▸ **SOURCE PASSAGE**:
# April Anonymous Authors...



## velo (Apr 17, 2020)

All of the entries are in.  Give them a read and put your guesses here as to who wrote what...but please refrain from commenting on the style or substance of the pieces so as not to unconsciously influence the judges.


Anon1	Tall Jonah	
Anon2	Every Word of this is True	
Anon3	Expidition to Earth	
Anon4	Close Encounters	
Anon5	Don't Pull When it Says Push	
Anon6	Jumping Jack Jimmy Jam Jones trip to the Moon	
Anon7	Inevitable	
Anon8	The Painting	
Anon9	Here Be Monsters


----------



## BornForBurning (Apr 19, 2020)

Tall Jonah: JenthePen
Jimmie Jam Jones etc: Epimethius??? (near-total shot in the dark here)


----------



## ArrowInTheBowOfTheLord (Apr 20, 2020)

Tall Jonah - BigBagofBasmatiRice?
Every Word of This is True - Megan Pearson?
Don't Pull When it Says Push - Fatclub?


----------



## undead_av (Apr 21, 2020)

Expedition to Earth - bdcharles
Jumping Jack Jimmy Jam Jones trip to the Moon - rcallaci


----------



## ArrowInTheBowOfTheLord (Apr 21, 2020)

Here Be Monsters - Mish
Close Encounters - Ralph Rotten?


----------



## velo (May 2, 2020)

Not only did undead_av take the LM Pulitzer this month, but they also made the only correct quess as to who wrote what with 
Jumping Jack Jimmy Jam Jones trip to the Moon - rcallaci

Well done!


----------

▸ **WHAT IS REQUIRED**:
Please write out the forum thread from "Tall Jonah: JenthePen" to "- Megan Pearson?", keeping every word unchanged.

▸ **LISTED RECORDS**:
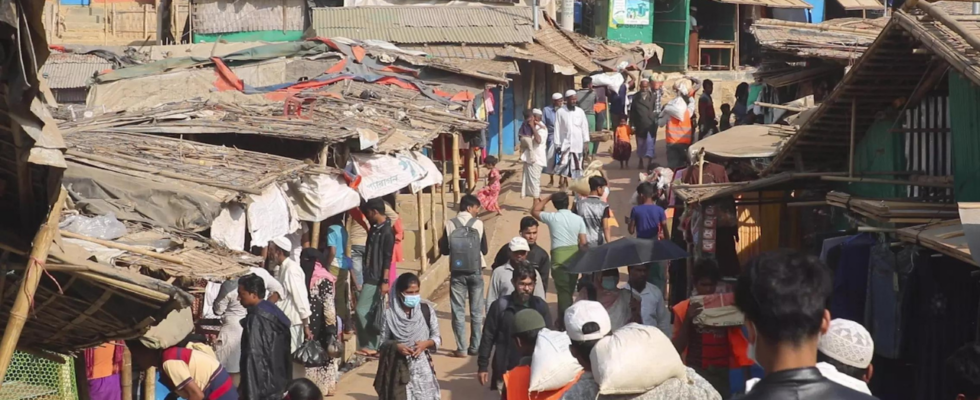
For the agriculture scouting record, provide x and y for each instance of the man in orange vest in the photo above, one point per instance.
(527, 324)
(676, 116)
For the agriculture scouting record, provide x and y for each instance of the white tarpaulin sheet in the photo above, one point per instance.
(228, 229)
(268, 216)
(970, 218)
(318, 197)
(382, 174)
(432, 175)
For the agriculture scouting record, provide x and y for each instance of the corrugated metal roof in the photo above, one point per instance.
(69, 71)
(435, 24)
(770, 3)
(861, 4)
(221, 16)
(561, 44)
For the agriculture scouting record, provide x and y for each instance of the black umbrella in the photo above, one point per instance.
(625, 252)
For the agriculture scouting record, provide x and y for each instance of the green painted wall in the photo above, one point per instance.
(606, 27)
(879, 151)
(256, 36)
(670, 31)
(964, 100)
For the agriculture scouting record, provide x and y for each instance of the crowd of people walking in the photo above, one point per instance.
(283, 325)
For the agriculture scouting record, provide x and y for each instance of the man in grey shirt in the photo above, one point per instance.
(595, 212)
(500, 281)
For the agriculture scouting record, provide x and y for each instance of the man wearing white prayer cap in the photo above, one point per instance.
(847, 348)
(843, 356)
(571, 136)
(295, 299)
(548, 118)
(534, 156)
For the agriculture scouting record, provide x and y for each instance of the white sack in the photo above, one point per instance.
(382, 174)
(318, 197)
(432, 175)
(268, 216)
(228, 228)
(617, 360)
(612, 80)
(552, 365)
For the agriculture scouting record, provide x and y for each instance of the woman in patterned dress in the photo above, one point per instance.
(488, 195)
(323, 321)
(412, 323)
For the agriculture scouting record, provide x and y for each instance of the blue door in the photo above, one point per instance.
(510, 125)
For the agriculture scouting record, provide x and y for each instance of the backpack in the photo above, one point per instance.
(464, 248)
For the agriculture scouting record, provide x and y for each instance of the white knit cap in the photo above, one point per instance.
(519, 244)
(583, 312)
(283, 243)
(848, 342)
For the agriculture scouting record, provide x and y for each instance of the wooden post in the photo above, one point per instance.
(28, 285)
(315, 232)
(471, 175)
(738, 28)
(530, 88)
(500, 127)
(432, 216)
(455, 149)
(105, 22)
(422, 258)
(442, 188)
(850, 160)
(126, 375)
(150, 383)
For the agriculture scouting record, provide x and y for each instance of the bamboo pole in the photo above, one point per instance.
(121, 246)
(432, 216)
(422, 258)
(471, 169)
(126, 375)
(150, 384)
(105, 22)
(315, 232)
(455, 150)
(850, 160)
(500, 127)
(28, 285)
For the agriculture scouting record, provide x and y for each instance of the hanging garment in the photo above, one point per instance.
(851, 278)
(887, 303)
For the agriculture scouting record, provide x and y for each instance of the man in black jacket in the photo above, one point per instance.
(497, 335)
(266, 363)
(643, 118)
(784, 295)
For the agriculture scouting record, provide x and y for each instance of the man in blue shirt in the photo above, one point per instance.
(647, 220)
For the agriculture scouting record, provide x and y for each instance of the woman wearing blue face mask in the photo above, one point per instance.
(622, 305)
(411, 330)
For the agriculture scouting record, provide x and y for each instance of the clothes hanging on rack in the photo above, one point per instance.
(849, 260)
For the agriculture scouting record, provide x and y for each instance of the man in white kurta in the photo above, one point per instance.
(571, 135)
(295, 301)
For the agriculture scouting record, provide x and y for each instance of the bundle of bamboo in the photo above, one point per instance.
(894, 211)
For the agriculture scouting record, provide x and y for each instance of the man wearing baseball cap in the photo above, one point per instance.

▸ **EXERCISE ANSWER**:
Tall Jonah: JenthePen
Jimmie Jam Jones etc: Epimethius??? (near-total shot in the dark here)


----------



## ArrowInTheBowOfTheLord (Apr 20, 2020)

Tall Jonah - BigBagofBasmatiRice?
Every Word of This is True - Megan Pearson?